### [Document]
## BEGIN

How do I know if my mom is truly, objectively deliberately verbally abusive, or just out of control pathetic, paranoid and delusional?
What a crazy question even to ask! Even to THINK! Let alone admit in a public forum. Nevertheless, I needed to know the answer. Would these books yield any insight?
Oh, one thing I forgot to say in the last post is that she ignores every request I make of her out of hand. “Mom, could you give Dave some time to himself before dinner when he gets home from work?” “Mom, could you keep your ‘jokes’ about Jewish people to yourself when you’re around Dave or his parents? Remember, all of Dave’s dad’s family died in the concentration camps and his sole uncle came here with Dave’s dad when he was a little boy…?” “Mom, could you keep the details of your sex life to yourself? I am your daughter and that information is best shared among friends.” It’s as if I’d never spoken up.

## END

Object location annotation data
## BEGIN

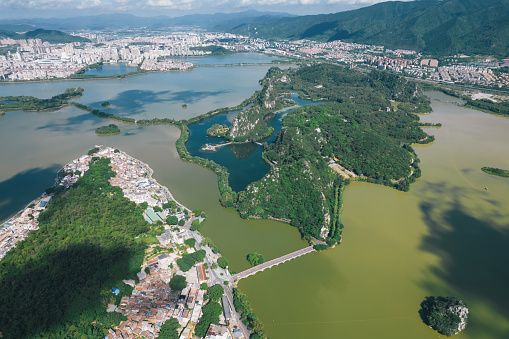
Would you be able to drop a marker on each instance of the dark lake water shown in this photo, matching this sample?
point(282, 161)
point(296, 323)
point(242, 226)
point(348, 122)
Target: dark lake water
point(244, 161)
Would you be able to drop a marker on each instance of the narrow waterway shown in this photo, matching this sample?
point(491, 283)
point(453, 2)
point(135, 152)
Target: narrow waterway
point(447, 236)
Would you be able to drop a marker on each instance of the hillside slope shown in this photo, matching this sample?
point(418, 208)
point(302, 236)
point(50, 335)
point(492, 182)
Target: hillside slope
point(51, 36)
point(435, 27)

## END

### [Required tasks]
[1] Answer these from the post about the mother:
(a) What does the writer wonder the books might yield?
(b) According to the post, what happened to all of Dave's dad's family?
(c) How does the mother respond to every request the writer makes of her?
[2] Please continue the post about the mother, starting right after its final sentence.
Nothing in the listing is needed for this work.

### [Exercise responses]
[1]
(a) Any insight.
(b) They all died in the concentration camps.
(c) She ignores each one out of hand.

[2]
Here’s me thinking she’s just extremely socially inept with an increasingly bad memory. You authors are somehow suggesting this is deliberate aggression? What?! I need to hear more.
The first book I read was by a gal named Sam Horn, entitled, “Take the Bully by the Horns.” I wanted to know what real bullying was, objectively speaking since my mom has taken to calling me a bully lately.
Was I bullying my mom in asking her to make her own cereal? Doesn’t bullying require an intent to control or humiliate someone? Didn’t my mom understand that I need her to be as healthy as possible for as long as possible—because we can’t afford another assisted living facility at this time. We have discussed that lots of times. Not to mention she’s always saying she wants to help me, why isn’t she doing what she can do for herself as a place to start like I’m always suggesting? Why is nothing straightforward and understandable about our interactions? God, it’s E*X*H*A*U*S*T*I*N*G.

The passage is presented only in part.